Region annotation entries:
--

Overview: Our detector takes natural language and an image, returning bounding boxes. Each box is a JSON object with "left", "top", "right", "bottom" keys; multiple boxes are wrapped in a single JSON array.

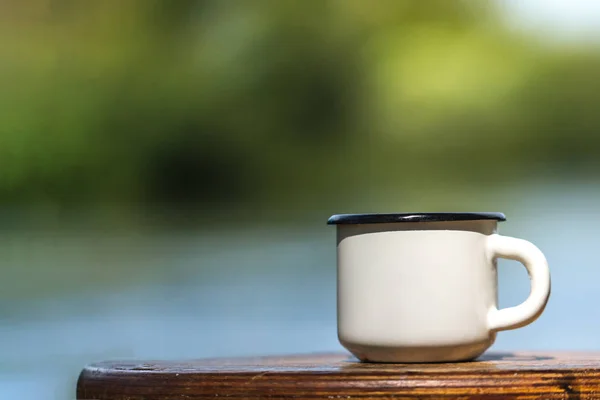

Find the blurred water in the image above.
[{"left": 0, "top": 185, "right": 600, "bottom": 400}]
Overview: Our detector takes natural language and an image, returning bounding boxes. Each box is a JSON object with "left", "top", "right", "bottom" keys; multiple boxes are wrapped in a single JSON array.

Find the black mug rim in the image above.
[{"left": 327, "top": 212, "right": 506, "bottom": 225}]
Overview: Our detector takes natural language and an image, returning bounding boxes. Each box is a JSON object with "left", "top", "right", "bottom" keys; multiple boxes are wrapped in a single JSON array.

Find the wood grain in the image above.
[{"left": 77, "top": 352, "right": 600, "bottom": 400}]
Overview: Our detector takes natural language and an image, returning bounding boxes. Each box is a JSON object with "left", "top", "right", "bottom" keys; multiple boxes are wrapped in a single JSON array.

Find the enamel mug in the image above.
[{"left": 328, "top": 213, "right": 550, "bottom": 362}]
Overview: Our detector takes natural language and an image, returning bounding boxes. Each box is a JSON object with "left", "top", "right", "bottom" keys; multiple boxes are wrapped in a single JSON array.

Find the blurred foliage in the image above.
[{"left": 0, "top": 0, "right": 600, "bottom": 214}]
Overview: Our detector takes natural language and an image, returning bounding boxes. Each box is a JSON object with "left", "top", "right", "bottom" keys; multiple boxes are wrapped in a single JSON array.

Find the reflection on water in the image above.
[{"left": 0, "top": 186, "right": 600, "bottom": 400}]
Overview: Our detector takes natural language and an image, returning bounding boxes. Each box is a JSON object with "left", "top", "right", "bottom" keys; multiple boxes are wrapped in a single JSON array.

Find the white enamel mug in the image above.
[{"left": 328, "top": 213, "right": 550, "bottom": 362}]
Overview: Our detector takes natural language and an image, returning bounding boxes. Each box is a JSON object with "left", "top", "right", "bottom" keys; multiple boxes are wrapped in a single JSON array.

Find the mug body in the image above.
[{"left": 330, "top": 214, "right": 504, "bottom": 362}]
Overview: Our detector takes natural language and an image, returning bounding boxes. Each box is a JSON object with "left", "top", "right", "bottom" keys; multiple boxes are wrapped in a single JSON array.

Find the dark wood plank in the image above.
[{"left": 77, "top": 352, "right": 600, "bottom": 400}]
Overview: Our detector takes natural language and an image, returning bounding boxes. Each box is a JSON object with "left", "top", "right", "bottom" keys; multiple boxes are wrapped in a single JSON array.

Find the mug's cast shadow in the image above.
[{"left": 473, "top": 352, "right": 554, "bottom": 362}]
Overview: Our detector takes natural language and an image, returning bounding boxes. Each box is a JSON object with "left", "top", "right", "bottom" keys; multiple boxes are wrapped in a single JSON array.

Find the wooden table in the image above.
[{"left": 77, "top": 353, "right": 600, "bottom": 400}]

--

Directions: Quote the data above in full and without alteration; skip the pictures.

Result:
Overview: Our detector takes natural language and an image, returning bounding boxes. Each box is a JSON object with "left", "top", "right", "bottom" keys; multiple boxes are wrapped in a single JSON array.


Find the blurred water in the image above.
[{"left": 0, "top": 185, "right": 600, "bottom": 400}]
Overview: Our detector takes natural language and an image, returning bounding boxes. Each box is a JSON object with "left", "top", "right", "bottom" keys; multiple boxes are wrapped in a single JSON array.

Find the black mug rim in the image above.
[{"left": 327, "top": 212, "right": 506, "bottom": 225}]
Overview: Our detector takes natural language and an image, returning bounding boxes. Each box is a JSON object with "left", "top", "right", "bottom" keys; multiple boxes are wrapped in a single JSON array.

Find the wood grain in the image above.
[{"left": 77, "top": 352, "right": 600, "bottom": 400}]
Overview: Our detector takes natural language and an image, returning bounding boxes. Each box is a JSON object with "left", "top", "right", "bottom" keys; multiple boxes are wrapped in a single JSON array.

Find the enamel mug in the image above.
[{"left": 328, "top": 213, "right": 550, "bottom": 362}]
Overview: Our detector takes natural language and an image, returning bounding boxes. Each box is a JSON object with "left", "top", "right", "bottom" keys; multiple boxes are wrapped in a single JSON array.

Find the blurred foliage in the image above.
[{"left": 0, "top": 0, "right": 600, "bottom": 214}]
Overview: Our detector takes natural language and an image, returning bounding boxes. Each box is a JSON object with "left", "top", "right", "bottom" keys; multiple boxes are wrapped in a single JSON array.

Find the reflection on water in the image above.
[{"left": 0, "top": 186, "right": 600, "bottom": 400}]
Overview: Our detector takes natural language and an image, returning bounding boxes. Each box is a JSON object with "left", "top", "right", "bottom" keys; multiple boxes are wrapped in a single JSON array.

Find the white enamel mug in the image above.
[{"left": 328, "top": 213, "right": 550, "bottom": 362}]
Overview: Our detector takes natural language and an image, returning bounding boxes. Each box is a JSON object with "left", "top", "right", "bottom" keys; multiple boxes are wrapped in a single JSON array.

Find the mug body in the image above.
[{"left": 330, "top": 214, "right": 504, "bottom": 362}]
Overview: Our detector takes natural language and an image, returning bounding boxes. Each box is a JSON object with "left", "top", "right", "bottom" keys; multiple boxes are wrapped in a single JSON array.

Find the dark wood plank in the image above.
[{"left": 77, "top": 352, "right": 600, "bottom": 400}]
Overview: Our detector takes natural language and an image, returning bounding boxes. Each box is a JSON object with "left", "top", "right", "bottom" keys; multiple boxes are wrapped in a single JSON array.

Find the mug's cast shadow in the image above.
[{"left": 473, "top": 352, "right": 554, "bottom": 362}]
Overview: Our detector takes natural language and an image, returning bounding boxes. Each box is a JSON object with "left", "top", "right", "bottom" keys; multiple boxes are wrapped in a single JSON array.

Find the wooden table in the image above.
[{"left": 77, "top": 353, "right": 600, "bottom": 400}]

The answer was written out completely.